__PROMPT__. Write a continuation of the passage on suicide assessment and treatment training for counselors, picking up right after its final sentence.

__DOCUMENT SECTION__.
As you develop competence for handling suicide scenarios, at a minimum, you have your own attitudes and values to examine; assessment skills to learn, practice, and memorize; professional and ethical responsibilities to manage; intervention strategies to consider; and many other competencies to acquire and fine-tune. No wonder this is a stressful domain for most counselors. If thinking about these responsibilities causes you anxiety, you are not alone. Most health and mental health care professionals rate suicide assessment, management, and treatment planning as one of their greatest stressors (Binkley & Leibert, 2015; Maris, 2019). When clients talk about suicide, it is natural to begin worrying about a range of issues, including potential hospitalization and your responsibilities for keeping clients and students alive.

Increased suicide rates have translated into increased demand for competent professional assessment and treatment services. Unfortunately, suicide assessment and treatment competencies have not been systematically integrated into the training curricula of students in counseling, psychology, social work, nursing, and psychiatry (Cramer et al., 2013; Granello, 2010a; Morris & Minton, 2012). This lack of systematic training in suicide assessment and treatment has relevance for you and your practice. Along with most of the mental health and health care workforce, you may feel uncertain about suicide assessments, unclear about how to develop suicide-specific treatment plans, and uninformed about research-supported interventions for clients and students who are suicidal.

Before reading further, take a moment to check in with yourself. You know that this is a book about suicide assessment and treatment planning, but even that obvious fact deserves reflection. Although we are taking a positive, wellness-oriented approach, content in the following pages and chapters can and will be activating. You will find yourself reacting to the material.

[Extracted data entries]
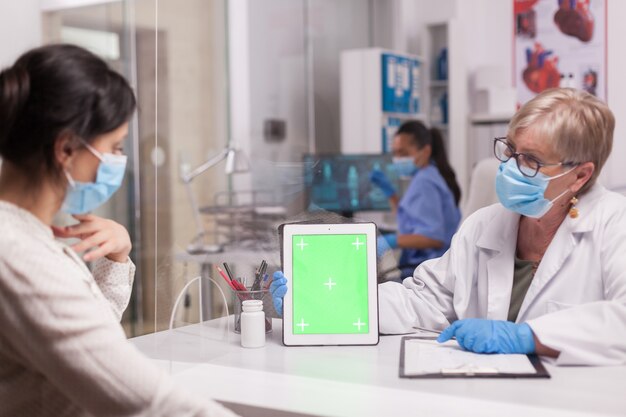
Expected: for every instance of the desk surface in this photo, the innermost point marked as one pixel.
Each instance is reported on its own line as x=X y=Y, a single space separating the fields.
x=347 y=381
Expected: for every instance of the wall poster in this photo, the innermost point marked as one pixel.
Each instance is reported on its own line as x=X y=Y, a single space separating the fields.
x=559 y=43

__RESPONSE TO THE EXERCISE__.
In many places, we write about suicide directly, using actual and constructed suicide cases as well as composite and hypothetical suicide scenarios (note that identifying information is removed or modified to protect confidentiality). Our purpose is to prepare you to work in counseling situations in which suicidality is a concern. We write about suicide in provocative ways for several reasons:

1 You never know whether or when your next client or student will be suicidal. We believe that you can and should be prepared to address suicide and suicidality with competence and confidence.

2 Competence begins with understanding your own attitudes, beliefs, and values. Throughout this book, we will intermittently ask you to check in with yourself and to notice, accept, and manage your thoughts, emotions, and behavioral impulses.

3 Working with clients who are suicidal is emotionally activating. Becoming comfortable with suicide as an issue in counseling is a developmental process that takes time and practice. One way of looking at the content of this book is as an exposure experience that will improve your ability to self-regulate when facing crisis situations as a counseling professional.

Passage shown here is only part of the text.